» **Data extract**:
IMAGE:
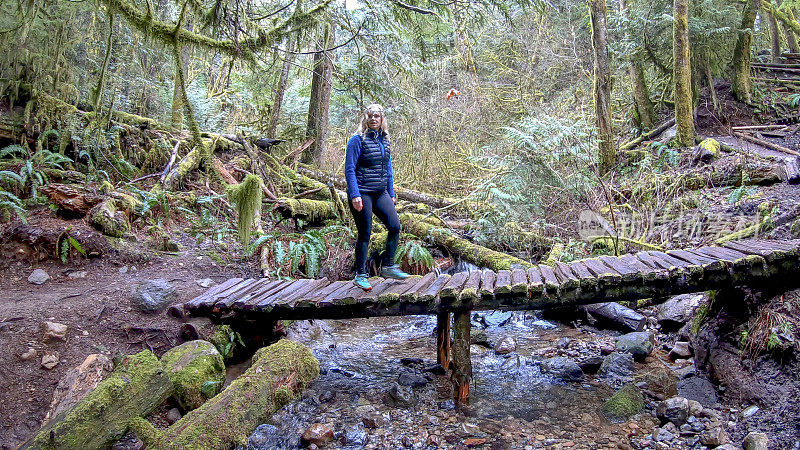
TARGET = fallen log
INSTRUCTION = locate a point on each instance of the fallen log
(473, 253)
(136, 387)
(651, 134)
(279, 374)
(767, 144)
(402, 193)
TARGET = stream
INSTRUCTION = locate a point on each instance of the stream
(379, 387)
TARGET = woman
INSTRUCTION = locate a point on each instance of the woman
(370, 187)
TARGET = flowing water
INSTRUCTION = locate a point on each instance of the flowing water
(362, 359)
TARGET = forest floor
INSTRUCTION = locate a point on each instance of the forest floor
(92, 296)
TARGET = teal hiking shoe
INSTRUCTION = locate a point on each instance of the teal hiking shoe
(362, 282)
(394, 271)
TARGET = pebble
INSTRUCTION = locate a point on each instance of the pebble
(50, 360)
(38, 276)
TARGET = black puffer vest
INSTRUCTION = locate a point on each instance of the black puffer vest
(372, 168)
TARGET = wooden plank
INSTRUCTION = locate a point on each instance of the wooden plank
(241, 295)
(488, 280)
(566, 279)
(393, 294)
(470, 292)
(588, 281)
(549, 278)
(233, 292)
(292, 299)
(278, 294)
(535, 282)
(519, 282)
(432, 291)
(452, 288)
(411, 294)
(200, 299)
(503, 284)
(606, 276)
(263, 293)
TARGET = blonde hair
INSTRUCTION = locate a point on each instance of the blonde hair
(364, 125)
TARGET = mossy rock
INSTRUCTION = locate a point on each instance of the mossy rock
(627, 402)
(197, 371)
(110, 221)
(225, 340)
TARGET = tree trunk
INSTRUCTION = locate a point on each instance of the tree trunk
(462, 365)
(775, 37)
(134, 389)
(740, 84)
(97, 94)
(279, 374)
(281, 90)
(473, 253)
(602, 87)
(791, 40)
(320, 101)
(684, 117)
(641, 96)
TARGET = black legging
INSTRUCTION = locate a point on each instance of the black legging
(381, 204)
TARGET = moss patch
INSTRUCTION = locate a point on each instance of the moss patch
(196, 370)
(627, 402)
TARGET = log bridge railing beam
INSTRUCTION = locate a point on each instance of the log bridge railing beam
(768, 265)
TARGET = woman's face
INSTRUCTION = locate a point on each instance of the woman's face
(374, 119)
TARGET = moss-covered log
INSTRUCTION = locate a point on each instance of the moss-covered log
(402, 193)
(135, 388)
(473, 253)
(279, 374)
(314, 211)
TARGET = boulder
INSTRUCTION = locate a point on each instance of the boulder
(617, 366)
(317, 434)
(714, 437)
(639, 344)
(38, 276)
(400, 396)
(756, 441)
(506, 346)
(625, 403)
(616, 316)
(562, 368)
(77, 382)
(678, 310)
(196, 370)
(675, 410)
(54, 331)
(680, 350)
(152, 296)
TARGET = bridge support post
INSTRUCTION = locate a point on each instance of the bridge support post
(443, 339)
(462, 366)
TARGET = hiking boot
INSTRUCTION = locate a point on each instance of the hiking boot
(362, 282)
(394, 272)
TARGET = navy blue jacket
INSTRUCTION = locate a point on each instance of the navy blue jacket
(368, 164)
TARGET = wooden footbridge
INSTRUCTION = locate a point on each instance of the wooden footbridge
(650, 274)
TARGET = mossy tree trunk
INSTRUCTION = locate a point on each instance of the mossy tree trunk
(740, 83)
(775, 37)
(320, 101)
(602, 87)
(280, 90)
(684, 116)
(97, 93)
(279, 374)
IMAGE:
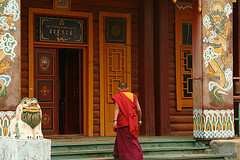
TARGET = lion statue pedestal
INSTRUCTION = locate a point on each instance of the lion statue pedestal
(26, 124)
(26, 139)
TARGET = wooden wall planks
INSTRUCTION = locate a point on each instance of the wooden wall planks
(123, 6)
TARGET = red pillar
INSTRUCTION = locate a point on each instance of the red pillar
(161, 68)
(146, 67)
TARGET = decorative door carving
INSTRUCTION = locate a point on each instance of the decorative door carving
(46, 82)
(115, 62)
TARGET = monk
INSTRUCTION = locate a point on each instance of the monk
(127, 119)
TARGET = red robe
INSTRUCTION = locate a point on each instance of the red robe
(127, 115)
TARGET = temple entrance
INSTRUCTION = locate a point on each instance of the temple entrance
(59, 89)
(70, 91)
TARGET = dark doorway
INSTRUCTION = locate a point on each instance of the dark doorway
(70, 91)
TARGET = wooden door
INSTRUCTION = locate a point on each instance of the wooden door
(183, 39)
(115, 62)
(73, 90)
(46, 87)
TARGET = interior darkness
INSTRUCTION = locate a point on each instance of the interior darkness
(70, 91)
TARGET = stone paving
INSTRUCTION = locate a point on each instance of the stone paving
(82, 139)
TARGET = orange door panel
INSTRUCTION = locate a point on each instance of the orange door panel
(46, 82)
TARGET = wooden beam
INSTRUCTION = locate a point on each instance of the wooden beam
(161, 68)
(146, 67)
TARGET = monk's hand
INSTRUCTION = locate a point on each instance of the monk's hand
(115, 124)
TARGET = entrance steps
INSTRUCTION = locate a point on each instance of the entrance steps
(185, 149)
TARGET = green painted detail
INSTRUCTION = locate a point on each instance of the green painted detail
(5, 128)
(17, 132)
(25, 99)
(3, 4)
(32, 119)
(208, 125)
(229, 124)
(238, 119)
(217, 98)
(14, 115)
(219, 125)
(1, 131)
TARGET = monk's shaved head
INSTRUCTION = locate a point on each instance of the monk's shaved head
(123, 85)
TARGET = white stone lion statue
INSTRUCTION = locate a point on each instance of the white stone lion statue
(26, 124)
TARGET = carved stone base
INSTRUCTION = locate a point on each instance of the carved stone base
(16, 149)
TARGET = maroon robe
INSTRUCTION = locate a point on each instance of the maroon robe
(127, 146)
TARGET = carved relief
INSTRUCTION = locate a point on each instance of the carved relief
(27, 122)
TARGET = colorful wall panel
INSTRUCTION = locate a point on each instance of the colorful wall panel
(5, 120)
(9, 54)
(213, 110)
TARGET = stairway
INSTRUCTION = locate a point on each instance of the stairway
(186, 149)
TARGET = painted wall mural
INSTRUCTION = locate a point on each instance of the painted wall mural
(9, 54)
(5, 119)
(217, 28)
(213, 115)
(213, 123)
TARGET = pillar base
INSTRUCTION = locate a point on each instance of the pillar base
(16, 149)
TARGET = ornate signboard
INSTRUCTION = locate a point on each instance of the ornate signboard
(213, 115)
(61, 30)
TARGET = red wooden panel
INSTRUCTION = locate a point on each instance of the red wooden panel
(46, 82)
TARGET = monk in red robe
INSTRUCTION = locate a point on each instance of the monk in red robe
(127, 118)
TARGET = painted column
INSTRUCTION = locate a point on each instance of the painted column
(213, 115)
(10, 69)
(146, 68)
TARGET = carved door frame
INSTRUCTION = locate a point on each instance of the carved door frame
(106, 50)
(87, 59)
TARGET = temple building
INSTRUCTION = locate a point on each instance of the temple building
(181, 57)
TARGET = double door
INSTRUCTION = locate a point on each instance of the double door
(58, 88)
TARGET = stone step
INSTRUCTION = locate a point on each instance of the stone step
(110, 145)
(172, 157)
(81, 154)
(189, 157)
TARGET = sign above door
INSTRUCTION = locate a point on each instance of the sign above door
(60, 29)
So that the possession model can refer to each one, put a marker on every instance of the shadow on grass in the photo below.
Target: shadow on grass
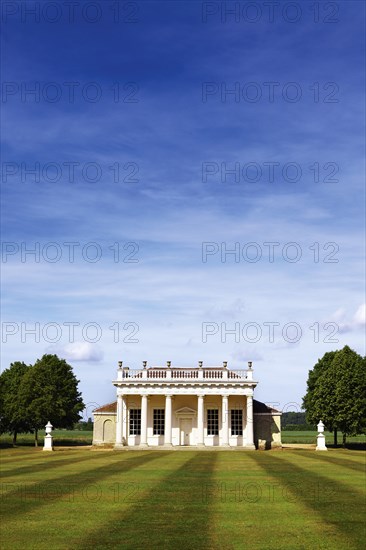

» **Exercise prompt**: Without the pictures, print the whole listing exactly as given.

» **Exercise output**:
IMAGE:
TARGET = fallen log
INSTRUCTION = locate a point on each instance of the fallen log
(473, 253)
(136, 387)
(651, 134)
(279, 374)
(767, 144)
(402, 193)
TARGET = stream
INSTRUCTION = locate a point on each instance of the stream
(379, 387)
TARGET = woman
INSTRUCTION = locate a point on each instance of the woman
(370, 187)
TARGET = flowing water
INSTRUCTION = locate a point on each instance of the flowing water
(362, 359)
TARGET = forest floor
INSTRUCTION = locate a point on each instance of the forest floor
(92, 296)
TARGET = teal hiking shoe
INSTRUCTION = locate a point on each instance of the teal hiking shoe
(362, 282)
(394, 271)
TARGET = pebble
INSTRUCTION = locate a point on each instance of the pebble
(50, 360)
(38, 276)
TARGET = black puffer vest
INSTRUCTION = locate a point on each instance of the black puffer vest
(372, 168)
TARGET = wooden plank
INSTRUCTION = locate a point on each instance of the wooden plank
(241, 295)
(488, 280)
(566, 279)
(393, 294)
(470, 292)
(588, 281)
(549, 278)
(233, 292)
(292, 299)
(278, 294)
(535, 282)
(519, 282)
(432, 291)
(452, 288)
(411, 294)
(200, 299)
(503, 284)
(606, 276)
(263, 293)
TARGET = blonde hair
INSTRUCTION = locate a point on each instance of the blonde hair
(364, 125)
TARGET = mossy rock
INSTRUCTION = locate a point on each instance of the mossy rock
(627, 402)
(197, 371)
(110, 221)
(225, 340)
TARGET = tree trunk
INSTRUCTION = locate a point on each instance of the tree trunk
(462, 365)
(775, 37)
(134, 389)
(740, 84)
(97, 94)
(279, 374)
(281, 90)
(473, 253)
(602, 87)
(791, 40)
(320, 101)
(684, 117)
(641, 96)
TARGET = black legging
INSTRUCTION = locate a point on each instance of the black legging
(381, 204)
TARGET = moss patch
INSTRUCTION = locate a point on each instance of the moss patch
(196, 370)
(627, 402)
TARGET = log bridge railing beam
INSTRUCTION = locate a point on each instance of the log bridge railing beam
(768, 265)
TARGET = woman's face
INSTRUCTION = locate a point on each instance of the woman's face
(374, 119)
TARGET = moss-covered log
INSTRUCTION = locate a point on each instance of the moss-covered log
(402, 193)
(135, 388)
(473, 253)
(279, 374)
(314, 211)
TARGET = boulder
INSTRUCTION = locate a point on each instance of the boulder
(617, 366)
(317, 434)
(714, 437)
(639, 344)
(38, 276)
(400, 396)
(756, 441)
(506, 346)
(625, 403)
(616, 316)
(562, 368)
(77, 382)
(678, 310)
(196, 370)
(675, 410)
(54, 331)
(680, 350)
(152, 296)
TARGET = bridge support post
INSTRUCTION = locate a point on each instance of the bridge support post
(443, 339)
(462, 366)
TARGET = hiking boot
INSTRUCTION = locate a point on each instance of the hiking boot
(362, 282)
(394, 272)
TARGET = navy blue jacket
INSTRUCTION = locate a point on each instance of the navy blue jacket
(368, 164)
TARGET = wooden footbridge
INSTRUCTION = locate a point on each instance of the wooden footbridge
(650, 274)
TARGET = mossy tree trunk
INSTRUCTION = locate a point on each instance of the mossy tree trunk
(740, 83)
(775, 37)
(320, 101)
(602, 87)
(280, 90)
(684, 116)
(97, 93)
(279, 374)
IMAGE:
TARGET = lion statue pedestal
INSTRUCTION = locate a point on each instance of the lion statue pedestal
(26, 124)
(26, 139)
TARGET = wooden wall planks
INSTRUCTION = locate a point on each instance of the wooden wall planks
(123, 6)
TARGET = red pillar
INSTRUCTION = locate a point on each instance of the red pillar
(161, 68)
(146, 67)
TARGET = decorative door carving
INSTRUCTION = locate a point on each instance of the decorative door carving
(46, 82)
(115, 62)
TARGET = monk
INSTRUCTION = locate a point on each instance of the monk
(127, 119)
TARGET = red robe
INSTRUCTION = locate a point on each instance of the red robe
(127, 115)
TARGET = temple entrance
INSTRUCTION = locate a point on each instance of the temple entrance
(59, 89)
(70, 91)
TARGET = dark doorway
INSTRUCTION = locate a point on each instance of the dark doorway
(70, 91)
TARGET = wooden door
INSTRUCTION = locate a point on each instance of the wooden door
(183, 39)
(115, 62)
(73, 90)
(46, 87)
TARGET = interior darkness
INSTRUCTION = locate a point on each instance of the interior darkness
(70, 91)
TARGET = stone paving
INSTRUCTION = locate a point on each instance of the stone paving
(82, 139)
TARGET = orange door panel
INSTRUCTION = locate a point on each instance of the orange door panel
(46, 82)
TARGET = wooden beam
INSTRUCTION = locate a point on each instance of the wooden beam
(161, 68)
(146, 67)
TARGET = monk's hand
INSTRUCTION = locate a point on each instance of the monk's hand
(115, 124)
TARGET = entrance steps
INSTRUCTION = locate a point on each instance of the entrance steps
(185, 149)
TARGET = green painted detail
INSTRUCTION = locate a point on each instance of the green painted detail
(5, 128)
(17, 132)
(25, 99)
(3, 4)
(32, 119)
(208, 125)
(229, 124)
(238, 119)
(217, 98)
(14, 115)
(219, 125)
(1, 131)
TARGET = monk's shaved head
INSTRUCTION = locate a point on each instance of the monk's shaved head
(123, 85)
TARGET = white stone lion statue
INSTRUCTION = locate a point on each instance of the white stone lion statue
(26, 124)
TARGET = carved stone base
INSTRUCTION = locate a point on each instance of the carved stone base
(16, 149)
TARGET = maroon robe
INSTRUCTION = locate a point on each instance of the maroon robe
(127, 146)
TARGET = carved relief
INSTRUCTION = locate a point on each instance of the carved relief
(27, 122)
TARGET = colorful wall panel
INSTRUCTION = locate a point on each instance of the colorful wall panel
(5, 120)
(9, 54)
(213, 110)
TARGET = stairway
INSTRUCTION = locate a point on each instance of the stairway
(186, 149)
TARGET = painted wall mural
INSTRUCTION = locate a point on each instance of the painted wall mural
(9, 54)
(5, 119)
(217, 28)
(213, 115)
(213, 123)
TARGET = pillar base
INSTRUCTION = locate a point on each instance of the pillar base
(16, 149)
TARGET = ornate signboard
INSTRUCTION = locate a point on each instance of the ornate signboard
(213, 115)
(61, 30)
TARGET = red wooden panel
INSTRUCTION = locate a point on each instance of the red wooden panel
(46, 82)
TARGET = monk in red robe
INSTRUCTION = locate a point on each instance of the monk in red robe
(127, 118)
TARGET = painted column
INSTRUCTION = locate a point on each instance of the painted column
(213, 115)
(10, 69)
(146, 68)
TARGET = carved door frame
INSTRUCTION = locate a point on each instance of the carved door frame
(106, 50)
(87, 59)
TARGET = temple building
INSTRUCTION = locate a point on each instance of the temple building
(181, 57)
TARGET = double door
INSTRUCTION = locate a point on each instance of the double door
(58, 88)
TARGET = stone step
INSTRUCTION = locate a point on each instance of the stone step
(110, 145)
(172, 157)
(81, 154)
(189, 157)
TARGET = sign above door
INSTRUCTION = locate a point on each instance of the sign above door
(60, 29)
So that the possession model can refer to each one, put a marker on every instance of the shadow on grass in the photo below.
Target: shadow on grass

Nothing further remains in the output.